=== QUOTED PASSAGE ===
# # # # #

# Hulu not working



## cwoody222 (Nov 13, 1999)

I’ve used Hulu before fine.

Tonight, it won’t play anything. Just loads forever when I start a show.

Tried a reboot, no luck. That was the only way I could quit the app.

Plus I was trying to watch Normal People and TiVo only lists it as 1 episode existing so far, which is wrong.

Earlier in the night I was having trouble getting Prime to play UHD content, it would on,y play in HD.

Not doing so well tonight


----------



## upgradepathnotfound (Nov 5, 2016)

cwoody222 said:


> I've used Hulu before fine.
> 
> Tonight, it won't play anything. Just loads forever when I start a show.
> 
> ...


I havent gotten Hulu to work on my Tivo in at least a week. I really dont use it that often so might have stopped working long ago. I can log in fine, browse shows, etc but it throws an error as soon as I try to play any content. The strange thing is that ads that play first... well, those work fine as well.


----------



## EvMan (May 22, 2020)

Hulu is working fine for me on the Stream. All episodes of Normal People are showing. I haven’t used it that much though, been exploring HBO max since it came out. 

if you’re talking about on a DVR then yes Hulu sometimes goes buggy. Usually it is fine. What never works is if I’m trying to catch the end of something that Tivo cut off and want to fast forward the episode it will usually not play, crash the app, or sometimes restart the DVR.


----------



## mrizzo80 (Apr 17, 2012)

Sometimes it can help to clear the cache for the app in question. It's an OS-level feature.

Settings > Apps > [the app] > Clear Cache

Not sure what Clear Data does, but that may also wipe out your authentication token to the provider, so I avoid that function.

I had to do this on Sunday to get YTTV to continue to work. It had been fine since I got the Stream.


----------

# # # # #

=== GIVEN MATERIAL ===
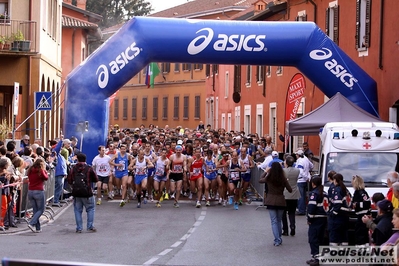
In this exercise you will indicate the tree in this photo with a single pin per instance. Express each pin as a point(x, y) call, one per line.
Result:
point(115, 12)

# # # # #

=== REQUEST 1 ===
In the Hulu thread, reproduce verbatim the passage from "Settings > Apps" to "got the Stream.".
=== REQUEST 2 ===
Condense the Hulu thread's paragraph beginning "I havent gotten Hulu to work" into a short bulleted list that keeps its main facts.
The data here is separate material, apart from the thread about Hulu not working.

=== TASK OUTPUT 1 ===
Settings > Apps > [the app] > Clear Cache

Not sure what Clear Data does, but that may also wipe out your authentication token to the provider, so I avoid that function.

I had to do this on Sunday to get YTTV to continue to work. It had been fine since I got the Stream.

=== TASK OUTPUT 2 ===
- Hulu has not worked on the poster's TiVo for at least a week. Because the poster rarely uses it, it may have stopped working long before that.
- Logging in and browsing shows work fine.
- An error appears as soon as any content is played.
- The ads that play first also work fine.